* _TASKS TO PERFORM_:
**1.** Duplicate the part of the passage on Carver and marriage that opens with the words containing "In How About" and closes with "to his expectations.".
**2.** Pick up the passage on Carver and marriage after its last sentence and keep writing it.

The wife seeks reassurance from her husband (‘kiss me bye’); she initiates physical contact without the fear of humiliation because she knows that her husband will respond to her needs. This marriage shows that time does not weaken love. The husband comes home early from work owing to the death of his work-mate (‘he shook his head’); he becomes aware of how quickly a life can end. On that night, the death of Jack Granger brought him and his wife closer together (‘held hands’); this action specifies that physical reassurance is present in their marriage. The couple decide to alleviate their fear by having a sex, (‘we’ll sleep in late’); they are making the most of the simple pleasures in life.
The husband’s growing awareness of the rain leads him to think of time passing. As the night carries on, the couple reflect on the past, (‘remember when you got me this?’); distant memories give them the pleasure of remembering how they used to live. The husband has been living in the same house for a long period of time and believes that a change of scenery (‘someplace else’) will change his spirits – a place where is it not raining. In the process of making love to his wife, his mind was not devoted to the physical activity. He could not bring himself to focus on her needs (‘How much he loved her or if he loved her’).
He is frustrated and his thoughts drift to his fears (‘he could hear it all over the house’). The sound of rain is introduced again, which disturbed him. After making love to his wife, he lies awake. His attempt to prevent the rain from falling and the time from passing keeps him alert most of the night. He begins to feel frightened (‘I hear something outside’); he realizes that he needs his wife’s reassurance. He needs her to tell him everything is going to be all right.
In How About This?, Carver presents us with another view of marriage. He writes about a couple, Harry and Emily, who have travelled from San Francisco to the isolated farm houses of western Washington in search of a new place to live. Harry had always lived in cities and felt that leaving the city would grant him more happiness (‘a simpler life was what he had in mind’); he feels that moving into a rural area will suit his needs (‘just the essentials’) and would like a change from urban living. As they approach the house, where Emily spent most of her childhood, Harry feels disappointed (‘nothing he really wanted’); rustic living did not level up to his expectations.

* _DATA SECTION_:
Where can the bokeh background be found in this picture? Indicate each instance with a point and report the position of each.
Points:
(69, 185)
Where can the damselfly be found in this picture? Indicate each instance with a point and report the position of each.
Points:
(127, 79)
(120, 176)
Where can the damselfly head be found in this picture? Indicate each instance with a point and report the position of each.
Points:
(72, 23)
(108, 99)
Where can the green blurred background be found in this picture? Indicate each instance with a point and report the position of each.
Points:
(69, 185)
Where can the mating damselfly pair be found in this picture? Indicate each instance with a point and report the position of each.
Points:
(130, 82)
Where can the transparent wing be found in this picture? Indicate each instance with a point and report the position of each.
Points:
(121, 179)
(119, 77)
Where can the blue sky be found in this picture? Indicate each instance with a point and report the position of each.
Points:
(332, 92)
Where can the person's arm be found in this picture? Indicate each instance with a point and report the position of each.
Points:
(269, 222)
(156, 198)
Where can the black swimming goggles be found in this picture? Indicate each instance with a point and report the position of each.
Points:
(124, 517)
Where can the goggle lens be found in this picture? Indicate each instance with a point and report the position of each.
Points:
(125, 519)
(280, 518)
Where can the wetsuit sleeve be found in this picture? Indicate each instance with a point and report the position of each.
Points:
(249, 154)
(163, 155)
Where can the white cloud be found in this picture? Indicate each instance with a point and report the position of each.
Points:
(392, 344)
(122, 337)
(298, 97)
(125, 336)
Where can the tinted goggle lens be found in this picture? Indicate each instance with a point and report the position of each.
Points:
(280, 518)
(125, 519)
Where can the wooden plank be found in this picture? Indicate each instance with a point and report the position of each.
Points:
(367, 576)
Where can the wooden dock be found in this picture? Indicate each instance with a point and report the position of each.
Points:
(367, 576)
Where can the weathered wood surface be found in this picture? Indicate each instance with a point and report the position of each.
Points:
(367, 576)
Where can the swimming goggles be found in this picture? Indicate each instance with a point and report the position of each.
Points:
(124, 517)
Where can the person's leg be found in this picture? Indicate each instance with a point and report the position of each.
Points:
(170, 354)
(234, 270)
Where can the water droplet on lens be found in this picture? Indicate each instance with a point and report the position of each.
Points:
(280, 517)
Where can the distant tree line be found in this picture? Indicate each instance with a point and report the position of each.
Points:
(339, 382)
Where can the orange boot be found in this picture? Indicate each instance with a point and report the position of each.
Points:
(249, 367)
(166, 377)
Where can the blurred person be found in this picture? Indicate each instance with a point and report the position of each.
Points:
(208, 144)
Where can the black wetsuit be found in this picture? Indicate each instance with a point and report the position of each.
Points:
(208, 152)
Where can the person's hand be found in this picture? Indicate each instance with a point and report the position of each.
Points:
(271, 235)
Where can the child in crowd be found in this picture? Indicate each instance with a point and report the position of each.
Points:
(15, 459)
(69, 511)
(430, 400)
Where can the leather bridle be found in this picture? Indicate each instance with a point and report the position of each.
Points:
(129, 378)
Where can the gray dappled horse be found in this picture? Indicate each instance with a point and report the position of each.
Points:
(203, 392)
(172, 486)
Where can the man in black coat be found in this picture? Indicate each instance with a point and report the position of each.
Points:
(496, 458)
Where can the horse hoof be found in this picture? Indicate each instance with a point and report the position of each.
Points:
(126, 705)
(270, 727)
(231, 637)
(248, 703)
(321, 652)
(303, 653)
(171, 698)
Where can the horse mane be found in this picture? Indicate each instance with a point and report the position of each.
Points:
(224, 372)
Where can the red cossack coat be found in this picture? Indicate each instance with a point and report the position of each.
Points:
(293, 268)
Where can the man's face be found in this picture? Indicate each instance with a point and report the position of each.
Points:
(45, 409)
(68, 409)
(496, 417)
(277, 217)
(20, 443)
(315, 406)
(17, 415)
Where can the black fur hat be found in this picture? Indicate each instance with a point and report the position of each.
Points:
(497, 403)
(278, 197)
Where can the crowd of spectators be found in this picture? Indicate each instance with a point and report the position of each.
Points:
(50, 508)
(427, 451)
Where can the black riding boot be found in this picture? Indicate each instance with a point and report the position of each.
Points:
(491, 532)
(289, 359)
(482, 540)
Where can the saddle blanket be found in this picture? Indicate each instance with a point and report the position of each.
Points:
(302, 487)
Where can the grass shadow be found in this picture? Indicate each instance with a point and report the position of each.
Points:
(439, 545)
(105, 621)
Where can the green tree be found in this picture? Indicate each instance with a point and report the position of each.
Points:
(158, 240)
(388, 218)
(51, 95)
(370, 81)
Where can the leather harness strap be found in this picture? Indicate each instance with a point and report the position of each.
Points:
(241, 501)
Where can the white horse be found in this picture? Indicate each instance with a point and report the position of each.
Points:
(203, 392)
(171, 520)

* _ANSWER LIST_:
**1.**
In How About This?, Carver presents us with another view of marriage. He writes about a couple, Harry and Emily, who have travelled from San Francisco to the isolated farm houses of western Washington in search of a new place to live. Harry had always lived in cities and felt that leaving the city would grant him more happiness (‘a simpler life was what he had in mind’); he feels that moving into a rural area will suit his needs (‘just the essentials’) and would like a change from urban living. As they approach the house, where Emily spent most of her childhood, Harry feels disappointed (‘nothing he really wanted’); rustic living did not level up to his expectations.

**2.**
Sensing Harry’s disappointment, Emily reminds him of what she said before they reached the house (‘I told you not to expect too much’); she tries to ease his dissatisfaction but finds that she cannot relieve his frustration. After touring the house, Emily feels Harry’s discontentment and comforts him (‘Harry, we just have to love each other’). She signifies that, wherever they may end up, all they have to do is to love each other in order for them to be truly happy. This marriage shows us that location is not relevant when it comes to loving a person. When Harry found that rural living was not what he wanted, Emily was there to face the consequences with him.
To Carver, marriage is about a couple who are willing to be together till death parts them. He presents us with three unconventional stories suggesting different outcomes of a long-term marriage. The simplicity of Carver’s semi-autobiographical stories gives us an insight into the reality of modern couples. Based on contemporary marriages, his stories are ironic compared to the stories we once read. In conclusion, marriage can be a comfort in knowing that when a person is going through pain and suffering or joy and happiness, that person is not alone.